Ingrid, one of New York City Children’s Theater’s amazing teaching artists takes you inside the ARC classroom and tells us what this experience has meant to her.
I’m standing face-to-face with my 7-year-old student Shane (all names are changed). We’re playing “Mirror, Mirror” and Shane doesn’t seem comfortable following my movements. He watches me carefully, but is reluctant to do anything else. So I start following him. Quietly, without telling him what I’m doing, I keep eye contact and copy Shane’s tiniest movements, standing and holding my arms behind my back, rocking slightly from side to side, and so on. He begins to smile and gradually starts doing bigger and sillier things, lifting his hands up high, windmilling his arms, suddenly crouching down low, and then jumping up! By now we’re both fully engrossed in the game.
Shane and his sister Angela are two new-to-me students. Most of the students today are particularly exuberant, but Angela and Shane are quiet and shy. Shane and Angela stay with the group; it looks like they’d like to participate, and I want to encourage them to join in, but don’t want to frighten them away, or make them uncomfortable by being too eager or too loud. I lead the session as normal, but keep an eye on both kids, and each one slowly begins to come up and whisper ideas to me: “I like freeze dance…” “I know what that word means…”
When I describe my work as a teaching artist, I explain that I teach in various boroughs, in public and private schools, for preschool and elementary students. I always end with: “But my favorite program to teach is ARC.” And then I talk their ear off about it.
Students with families staying in temporary housing residences have access to After-School Reading Club (ARC for short). NYCCT partners with the DOE to bring our Literature at Play theatre program to residences all over New York City. I’ve taught at sites in the South Bronx, Brooklyn, and Queens.

** Data extract **
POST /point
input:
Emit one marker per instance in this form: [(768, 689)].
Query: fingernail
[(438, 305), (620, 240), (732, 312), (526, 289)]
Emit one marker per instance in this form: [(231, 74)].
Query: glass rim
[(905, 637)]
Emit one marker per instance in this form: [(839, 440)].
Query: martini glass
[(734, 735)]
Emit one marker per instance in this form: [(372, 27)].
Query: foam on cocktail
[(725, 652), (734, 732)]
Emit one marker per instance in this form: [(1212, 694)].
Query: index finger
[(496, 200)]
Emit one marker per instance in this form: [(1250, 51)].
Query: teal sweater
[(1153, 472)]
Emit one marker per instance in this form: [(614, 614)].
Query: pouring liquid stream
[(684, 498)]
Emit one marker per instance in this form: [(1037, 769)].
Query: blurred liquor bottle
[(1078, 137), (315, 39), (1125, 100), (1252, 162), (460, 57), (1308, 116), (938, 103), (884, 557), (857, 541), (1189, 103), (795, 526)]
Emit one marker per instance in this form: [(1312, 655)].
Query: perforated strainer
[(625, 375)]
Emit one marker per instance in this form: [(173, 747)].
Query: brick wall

** What to produce **
Decide whether each statement agrees with the ARC classroom account above, answering yes or no and quoting the words from the account that settle it. (a) Shane is seven years old. (b) Angela and Shane were among the most exuberant students that day. (c) After-School Reading Club is open to students whose families are staying in temporary housing residences.

** Solved problem **
(a) Yes: "my 7-year-old student Shane"
(b) No: "Angela and Shane are quiet and shy"
(c) Yes: "Students with families staying in temporary housing residences have access to After-School Reading Club"